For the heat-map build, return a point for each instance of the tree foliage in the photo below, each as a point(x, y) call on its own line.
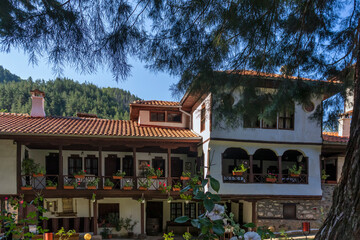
point(65, 97)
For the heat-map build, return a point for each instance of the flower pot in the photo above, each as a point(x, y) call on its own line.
point(38, 174)
point(272, 180)
point(237, 173)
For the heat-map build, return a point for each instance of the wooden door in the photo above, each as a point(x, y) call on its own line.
point(176, 167)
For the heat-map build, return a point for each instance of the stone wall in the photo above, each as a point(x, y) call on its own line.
point(270, 212)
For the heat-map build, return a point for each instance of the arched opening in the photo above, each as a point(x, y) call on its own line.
point(231, 158)
point(265, 161)
point(294, 160)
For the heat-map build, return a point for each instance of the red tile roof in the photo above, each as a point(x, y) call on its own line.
point(334, 137)
point(156, 103)
point(22, 124)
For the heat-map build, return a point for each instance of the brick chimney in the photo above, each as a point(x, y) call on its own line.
point(38, 99)
point(344, 126)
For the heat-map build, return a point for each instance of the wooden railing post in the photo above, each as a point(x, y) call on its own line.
point(61, 168)
point(280, 169)
point(251, 158)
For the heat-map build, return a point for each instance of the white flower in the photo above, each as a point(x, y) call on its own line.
point(252, 236)
point(217, 213)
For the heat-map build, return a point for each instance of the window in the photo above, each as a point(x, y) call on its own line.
point(174, 117)
point(175, 210)
point(190, 210)
point(157, 116)
point(289, 211)
point(286, 119)
point(202, 118)
point(107, 209)
point(91, 165)
point(74, 164)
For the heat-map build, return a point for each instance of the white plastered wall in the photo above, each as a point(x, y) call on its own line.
point(8, 167)
point(313, 188)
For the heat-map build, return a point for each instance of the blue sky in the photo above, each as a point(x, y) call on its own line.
point(142, 82)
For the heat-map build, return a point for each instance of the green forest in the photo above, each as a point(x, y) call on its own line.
point(63, 97)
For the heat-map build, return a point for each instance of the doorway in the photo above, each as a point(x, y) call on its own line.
point(154, 218)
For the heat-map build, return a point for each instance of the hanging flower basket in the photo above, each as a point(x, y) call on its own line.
point(271, 180)
point(38, 174)
point(237, 173)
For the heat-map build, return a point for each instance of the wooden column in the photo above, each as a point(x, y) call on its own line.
point(251, 158)
point(280, 169)
point(101, 185)
point(61, 168)
point(169, 167)
point(142, 218)
point(95, 217)
point(254, 213)
point(18, 166)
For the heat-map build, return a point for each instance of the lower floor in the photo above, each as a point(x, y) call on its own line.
point(154, 216)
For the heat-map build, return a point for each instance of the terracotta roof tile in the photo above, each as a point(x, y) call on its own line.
point(156, 103)
point(334, 137)
point(24, 124)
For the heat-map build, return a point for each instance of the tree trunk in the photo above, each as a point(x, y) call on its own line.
·····
I'd like the material above repeated exactly, with the pictures omitted.

- **Result for this exercise**:
For the heat-map build, return a point for each instance of the tree foliage in the photo below, each as a point(x, y) call on its own line.
point(65, 97)
For the heat-map build, return a point for each instance of the flower pot in the photo above, each as a point(x, y) call on its own line.
point(38, 174)
point(272, 180)
point(237, 173)
For the heat-map build, return a point for each instance of the wooden door in the photo above, each as a point(x, y) call on its own line.
point(176, 167)
For the heat-map build, return a point for each instance of the stone wall in the photo above, each as a point(x, y) call on its own line.
point(270, 212)
For the heat-map build, return a point for each instance of the arched opening in the photo above, each as a point(x, y) call on its own line.
point(231, 158)
point(265, 161)
point(294, 160)
For the heat-map build, return a point for each instance of the red tile roof in the photo above, each as a point(x, y) call on its own line.
point(334, 137)
point(156, 103)
point(22, 124)
For the heat-map build, return a point for each instance of the brick chimney in the photo above, each as a point(x, y) call on its own line.
point(38, 99)
point(344, 126)
For the heat-map build, return a point for each instance of the wooden railing post in the photo above, each as a point(x, y) call on its own line.
point(61, 168)
point(280, 169)
point(251, 158)
For the heat-map build, return a point for each instance of the white flower in the photo above, each as a point(x, y) call on its own line.
point(252, 236)
point(217, 213)
For the heat-map build, return a point for each instance of the window in the photo above, each as a point(x, y) call on its own line.
point(174, 117)
point(175, 210)
point(190, 210)
point(157, 116)
point(289, 211)
point(286, 119)
point(202, 118)
point(107, 209)
point(91, 165)
point(74, 164)
For the heat-map build, return a point for each instance of the white plastered wall in the photo above, each as a point(x, y) call on its own line.
point(8, 167)
point(313, 188)
For the heat-map build, return a point for each instance of the blue sky in the photo above, each as a point(x, y) call on its own line.
point(142, 82)
For the heat-map build, return a point for each instance of the green forest in the photo above, each as a point(x, y) call on its own line.
point(63, 97)
For the heat-map build, return a point for each instance of the doorway in the photo above, each as a point(x, y) call on its own line.
point(154, 218)
For the heat-map build, return a point for each instance of the hanging flower basket in the photo above, each as a point(x, y) call on its own line.
point(271, 180)
point(38, 174)
point(237, 173)
For the heat-map build, return a point for each instance of the wooden column in the photo above, each as a point(x, y) call on its own line.
point(251, 158)
point(280, 169)
point(101, 185)
point(61, 168)
point(169, 167)
point(142, 218)
point(95, 217)
point(254, 213)
point(18, 166)
For the heat-map build, return a point for each instance of the lower floor in the photo above, each as a point(x, y) call on its own line.
point(154, 216)
For the heat-map build, return a point for each instance of the terracotta roof tile in the photo above, each as a point(x, y) call on its own line.
point(156, 103)
point(334, 137)
point(24, 124)
For the heat-map build, return a point for each instance of the tree trunk in the photo above, each as a point(x, y) call on its own line.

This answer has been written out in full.